What the exercise asks
Find and copy each line of the records where the string "hospital" shows up.

- - - - - - -

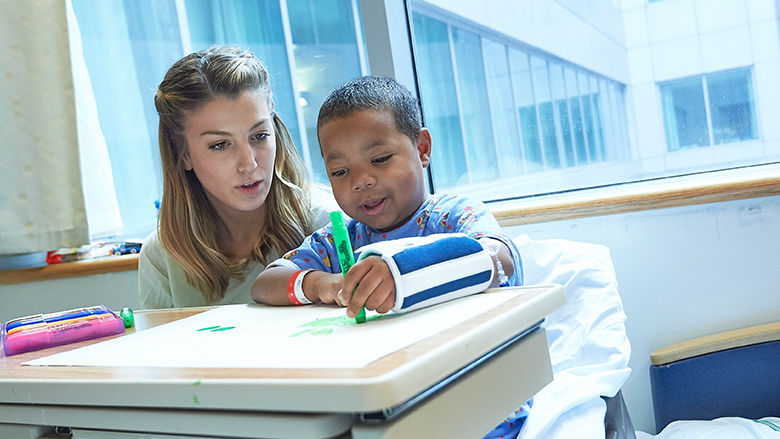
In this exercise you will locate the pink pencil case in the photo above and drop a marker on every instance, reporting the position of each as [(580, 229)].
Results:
[(54, 329)]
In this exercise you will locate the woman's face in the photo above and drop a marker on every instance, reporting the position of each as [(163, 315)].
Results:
[(231, 147)]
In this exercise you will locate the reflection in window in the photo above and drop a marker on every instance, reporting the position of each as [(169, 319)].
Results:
[(710, 109)]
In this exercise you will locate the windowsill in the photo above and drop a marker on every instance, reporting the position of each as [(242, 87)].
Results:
[(736, 184), (86, 267), (754, 182)]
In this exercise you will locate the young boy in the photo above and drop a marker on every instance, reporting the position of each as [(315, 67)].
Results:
[(413, 249), (376, 151)]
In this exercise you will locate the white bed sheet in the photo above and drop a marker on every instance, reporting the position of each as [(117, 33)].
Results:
[(589, 348)]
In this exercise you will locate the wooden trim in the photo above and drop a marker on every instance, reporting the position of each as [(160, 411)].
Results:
[(88, 267), (715, 343), (755, 182), (633, 198)]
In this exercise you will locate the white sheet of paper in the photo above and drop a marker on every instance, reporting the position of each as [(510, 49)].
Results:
[(257, 336)]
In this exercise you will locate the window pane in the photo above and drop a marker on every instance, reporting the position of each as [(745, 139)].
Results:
[(546, 116), (562, 109), (685, 117), (580, 152), (526, 110), (326, 55), (475, 110), (731, 106), (502, 109), (439, 101)]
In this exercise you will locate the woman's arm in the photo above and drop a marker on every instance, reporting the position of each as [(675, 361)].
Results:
[(271, 286)]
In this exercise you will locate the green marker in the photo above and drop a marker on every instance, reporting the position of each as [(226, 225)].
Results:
[(344, 250), (127, 316)]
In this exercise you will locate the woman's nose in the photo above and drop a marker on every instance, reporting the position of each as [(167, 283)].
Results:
[(246, 161)]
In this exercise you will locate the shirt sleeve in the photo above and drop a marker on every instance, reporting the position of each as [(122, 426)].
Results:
[(472, 217), (317, 252)]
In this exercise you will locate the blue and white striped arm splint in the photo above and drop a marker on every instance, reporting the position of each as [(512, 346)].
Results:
[(433, 269)]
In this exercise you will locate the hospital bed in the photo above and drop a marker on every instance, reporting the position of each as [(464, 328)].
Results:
[(589, 349)]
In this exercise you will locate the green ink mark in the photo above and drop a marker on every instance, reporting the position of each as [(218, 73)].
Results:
[(207, 328), (224, 328), (215, 328), (328, 325), (769, 424)]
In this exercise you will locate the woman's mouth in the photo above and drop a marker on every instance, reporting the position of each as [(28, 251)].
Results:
[(250, 188)]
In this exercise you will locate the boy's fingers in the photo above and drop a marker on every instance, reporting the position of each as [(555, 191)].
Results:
[(379, 295)]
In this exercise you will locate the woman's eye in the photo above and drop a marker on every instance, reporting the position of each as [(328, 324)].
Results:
[(261, 136), (383, 159), (218, 146)]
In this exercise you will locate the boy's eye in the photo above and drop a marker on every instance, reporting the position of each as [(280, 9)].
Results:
[(383, 159), (218, 146)]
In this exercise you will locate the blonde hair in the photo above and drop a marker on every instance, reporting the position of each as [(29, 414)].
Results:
[(188, 222)]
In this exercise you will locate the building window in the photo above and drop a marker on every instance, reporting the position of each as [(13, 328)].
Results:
[(500, 109), (709, 110)]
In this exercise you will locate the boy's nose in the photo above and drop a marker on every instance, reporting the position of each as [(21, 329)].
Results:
[(363, 182)]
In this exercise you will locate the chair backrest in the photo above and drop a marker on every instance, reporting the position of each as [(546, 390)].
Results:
[(734, 373)]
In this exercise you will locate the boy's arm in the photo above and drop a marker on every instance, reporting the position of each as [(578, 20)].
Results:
[(428, 270)]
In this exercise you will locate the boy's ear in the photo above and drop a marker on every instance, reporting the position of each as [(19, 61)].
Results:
[(424, 146)]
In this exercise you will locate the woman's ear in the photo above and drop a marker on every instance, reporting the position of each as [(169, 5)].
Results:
[(424, 146), (187, 163)]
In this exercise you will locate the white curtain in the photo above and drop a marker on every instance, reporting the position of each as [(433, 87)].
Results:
[(103, 215), (41, 201)]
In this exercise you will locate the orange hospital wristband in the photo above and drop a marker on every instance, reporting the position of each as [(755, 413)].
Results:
[(295, 288)]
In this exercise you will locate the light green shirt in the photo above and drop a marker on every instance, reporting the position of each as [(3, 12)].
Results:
[(161, 279)]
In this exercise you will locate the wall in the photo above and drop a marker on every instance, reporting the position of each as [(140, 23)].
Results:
[(684, 273), (115, 290)]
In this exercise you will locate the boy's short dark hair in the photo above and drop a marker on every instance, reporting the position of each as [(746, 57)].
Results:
[(373, 93)]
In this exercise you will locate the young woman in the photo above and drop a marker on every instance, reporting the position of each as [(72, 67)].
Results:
[(235, 192)]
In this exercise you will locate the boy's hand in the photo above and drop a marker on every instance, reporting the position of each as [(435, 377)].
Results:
[(320, 286), (373, 285)]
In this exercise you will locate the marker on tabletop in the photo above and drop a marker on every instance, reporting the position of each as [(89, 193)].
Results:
[(54, 329), (344, 250)]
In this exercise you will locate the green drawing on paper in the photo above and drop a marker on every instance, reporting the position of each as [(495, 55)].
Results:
[(215, 328), (328, 325)]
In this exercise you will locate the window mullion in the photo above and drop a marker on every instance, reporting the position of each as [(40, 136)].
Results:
[(288, 46), (707, 113), (456, 80)]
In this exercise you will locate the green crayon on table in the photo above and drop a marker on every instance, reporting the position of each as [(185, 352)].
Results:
[(344, 250), (127, 316)]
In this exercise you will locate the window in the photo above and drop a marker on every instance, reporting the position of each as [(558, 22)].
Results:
[(507, 110), (709, 110), (309, 47), (634, 92)]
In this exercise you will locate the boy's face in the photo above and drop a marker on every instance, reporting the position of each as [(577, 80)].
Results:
[(376, 171)]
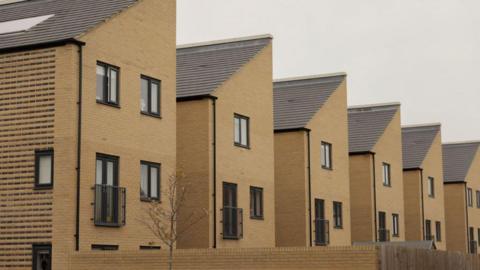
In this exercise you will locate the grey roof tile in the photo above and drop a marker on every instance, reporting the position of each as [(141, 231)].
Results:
[(416, 142), (457, 160), (202, 68), (297, 100), (366, 124)]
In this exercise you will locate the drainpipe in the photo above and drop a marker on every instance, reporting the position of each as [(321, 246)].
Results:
[(374, 197), (79, 144), (309, 188)]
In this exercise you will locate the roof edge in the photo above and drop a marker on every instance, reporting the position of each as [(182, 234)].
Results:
[(310, 77), (223, 41)]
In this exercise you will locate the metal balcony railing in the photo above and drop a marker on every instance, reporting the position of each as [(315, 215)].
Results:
[(109, 206), (322, 232), (383, 235), (232, 222)]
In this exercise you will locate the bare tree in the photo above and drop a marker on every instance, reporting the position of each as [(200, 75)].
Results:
[(162, 217)]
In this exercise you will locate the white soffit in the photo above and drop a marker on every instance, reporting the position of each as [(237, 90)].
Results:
[(22, 24)]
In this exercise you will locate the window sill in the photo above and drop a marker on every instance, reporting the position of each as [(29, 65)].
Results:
[(114, 105), (151, 115)]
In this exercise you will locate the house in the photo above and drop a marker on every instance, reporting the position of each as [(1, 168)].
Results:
[(87, 125), (376, 173), (423, 184), (311, 161), (461, 168), (225, 143)]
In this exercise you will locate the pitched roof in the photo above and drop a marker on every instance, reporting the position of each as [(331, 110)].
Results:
[(367, 123), (296, 100), (71, 19), (457, 159), (203, 67), (416, 142)]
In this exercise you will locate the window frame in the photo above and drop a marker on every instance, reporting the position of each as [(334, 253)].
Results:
[(324, 157), (253, 214), (337, 215), (151, 81), (387, 178), (150, 165), (107, 86), (42, 153), (395, 225), (36, 247), (247, 119)]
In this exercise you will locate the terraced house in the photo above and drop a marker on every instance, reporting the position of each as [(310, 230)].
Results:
[(311, 161), (87, 125), (225, 142), (376, 175), (423, 184), (461, 167)]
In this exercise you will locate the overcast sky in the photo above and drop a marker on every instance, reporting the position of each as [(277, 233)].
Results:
[(423, 53)]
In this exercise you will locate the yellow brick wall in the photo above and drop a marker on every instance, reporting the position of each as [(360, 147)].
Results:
[(28, 90)]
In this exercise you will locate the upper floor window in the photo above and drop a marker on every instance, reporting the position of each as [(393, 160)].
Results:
[(44, 168), (241, 133), (256, 202), (150, 181), (150, 96), (337, 215), (107, 83), (326, 152), (431, 187), (387, 175), (469, 197)]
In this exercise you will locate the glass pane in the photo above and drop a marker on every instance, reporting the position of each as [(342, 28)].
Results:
[(154, 98), (112, 91), (144, 181), (110, 173), (243, 130), (45, 170), (99, 172), (153, 182), (144, 95), (237, 130), (100, 82)]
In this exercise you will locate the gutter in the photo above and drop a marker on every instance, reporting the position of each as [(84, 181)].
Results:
[(79, 143)]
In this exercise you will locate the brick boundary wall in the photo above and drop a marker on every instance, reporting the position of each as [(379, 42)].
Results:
[(345, 258)]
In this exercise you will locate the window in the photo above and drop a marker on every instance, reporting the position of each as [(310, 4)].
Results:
[(386, 175), (337, 215), (44, 168), (469, 197), (431, 187), (150, 96), (256, 203), (438, 231), (107, 84), (428, 230), (326, 157), (149, 181), (396, 225), (42, 256), (242, 127)]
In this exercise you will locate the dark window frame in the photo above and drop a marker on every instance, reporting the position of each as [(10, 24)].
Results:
[(337, 215), (431, 187), (253, 203), (239, 143), (41, 247), (151, 81), (324, 157), (395, 225), (38, 155), (387, 176), (107, 86), (149, 181)]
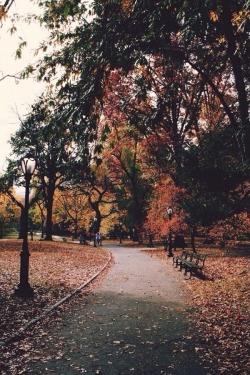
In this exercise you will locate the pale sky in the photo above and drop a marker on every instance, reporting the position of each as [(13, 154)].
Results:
[(16, 97)]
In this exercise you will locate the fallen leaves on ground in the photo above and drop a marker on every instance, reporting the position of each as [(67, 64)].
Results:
[(56, 269), (222, 310)]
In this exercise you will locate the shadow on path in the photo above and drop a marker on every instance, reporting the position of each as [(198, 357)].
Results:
[(135, 322)]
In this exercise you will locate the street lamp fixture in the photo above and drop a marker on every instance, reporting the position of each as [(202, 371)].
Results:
[(170, 242), (28, 165)]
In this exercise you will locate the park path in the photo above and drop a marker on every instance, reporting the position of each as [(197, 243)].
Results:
[(134, 322)]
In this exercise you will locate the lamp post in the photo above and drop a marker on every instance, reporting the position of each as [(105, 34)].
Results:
[(28, 165), (95, 230), (120, 231), (170, 243)]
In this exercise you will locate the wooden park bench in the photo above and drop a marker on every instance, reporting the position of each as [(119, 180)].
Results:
[(195, 265), (191, 262), (185, 256)]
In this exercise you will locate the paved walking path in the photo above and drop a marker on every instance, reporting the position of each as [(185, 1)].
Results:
[(133, 323)]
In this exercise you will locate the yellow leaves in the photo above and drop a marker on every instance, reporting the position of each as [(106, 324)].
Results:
[(3, 14), (240, 18)]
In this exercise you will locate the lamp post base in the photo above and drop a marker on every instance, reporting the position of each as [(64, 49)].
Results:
[(24, 291)]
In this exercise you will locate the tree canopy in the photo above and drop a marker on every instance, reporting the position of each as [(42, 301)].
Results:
[(175, 74)]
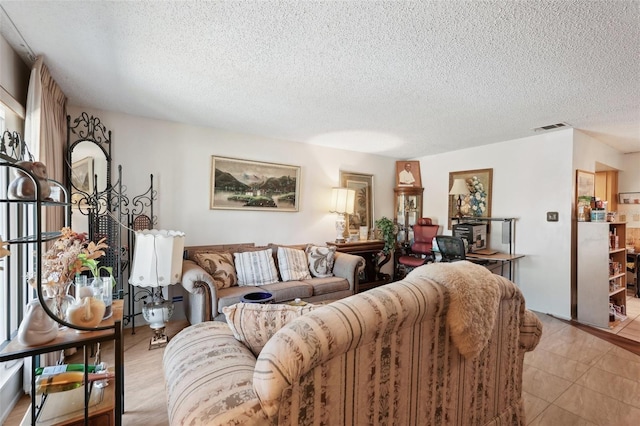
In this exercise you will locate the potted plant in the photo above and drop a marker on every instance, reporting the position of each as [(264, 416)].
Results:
[(388, 230)]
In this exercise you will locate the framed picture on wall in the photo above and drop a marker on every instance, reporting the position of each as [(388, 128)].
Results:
[(408, 174), (252, 185), (478, 202), (363, 208)]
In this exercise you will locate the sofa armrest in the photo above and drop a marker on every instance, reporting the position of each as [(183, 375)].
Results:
[(348, 266), (203, 298), (530, 331), (209, 378)]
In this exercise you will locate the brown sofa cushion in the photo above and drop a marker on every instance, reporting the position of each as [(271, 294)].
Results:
[(220, 266), (254, 324)]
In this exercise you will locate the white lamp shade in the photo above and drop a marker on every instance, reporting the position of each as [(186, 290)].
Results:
[(459, 187), (157, 259), (342, 200)]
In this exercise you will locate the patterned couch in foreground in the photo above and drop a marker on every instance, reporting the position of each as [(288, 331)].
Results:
[(444, 346)]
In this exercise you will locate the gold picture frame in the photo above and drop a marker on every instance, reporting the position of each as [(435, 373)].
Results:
[(480, 183), (363, 208), (408, 174), (253, 185)]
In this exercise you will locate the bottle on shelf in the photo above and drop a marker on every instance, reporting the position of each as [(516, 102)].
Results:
[(55, 369)]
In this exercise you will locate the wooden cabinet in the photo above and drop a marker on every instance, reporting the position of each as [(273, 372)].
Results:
[(606, 188), (601, 272), (407, 210)]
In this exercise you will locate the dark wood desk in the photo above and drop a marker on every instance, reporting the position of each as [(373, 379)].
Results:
[(503, 258), (370, 276)]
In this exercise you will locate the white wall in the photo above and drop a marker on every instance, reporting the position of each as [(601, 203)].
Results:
[(531, 176), (629, 181), (179, 157)]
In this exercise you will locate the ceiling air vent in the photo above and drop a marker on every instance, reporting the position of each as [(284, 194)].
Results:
[(551, 127)]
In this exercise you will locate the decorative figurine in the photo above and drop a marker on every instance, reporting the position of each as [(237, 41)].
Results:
[(23, 188)]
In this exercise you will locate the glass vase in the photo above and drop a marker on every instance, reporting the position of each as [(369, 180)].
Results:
[(102, 288)]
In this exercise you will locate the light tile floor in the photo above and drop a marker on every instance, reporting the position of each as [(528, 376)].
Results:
[(575, 378), (630, 328)]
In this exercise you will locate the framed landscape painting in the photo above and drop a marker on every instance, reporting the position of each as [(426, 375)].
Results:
[(363, 208), (252, 185)]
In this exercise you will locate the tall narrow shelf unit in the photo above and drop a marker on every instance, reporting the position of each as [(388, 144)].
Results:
[(26, 235), (601, 271)]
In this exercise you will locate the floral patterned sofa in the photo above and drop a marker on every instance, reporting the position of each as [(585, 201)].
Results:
[(211, 276), (444, 346)]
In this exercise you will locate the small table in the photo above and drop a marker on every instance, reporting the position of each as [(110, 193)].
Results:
[(257, 297), (371, 276), (497, 257), (67, 408)]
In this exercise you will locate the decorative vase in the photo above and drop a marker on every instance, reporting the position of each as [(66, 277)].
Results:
[(86, 312), (59, 299), (37, 327), (102, 289)]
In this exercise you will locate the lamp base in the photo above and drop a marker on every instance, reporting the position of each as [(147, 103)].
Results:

- - - - - - -

Reply to the exercise
In this exercise you will locate the hospital bed in the photo above and drop a marker on every instance, reporting the position of each as [(464, 328)].
In this exercise you will locate the orange hospital wristband in the photo above and drop a marker on every instance, reporting the position of each as [(755, 413)].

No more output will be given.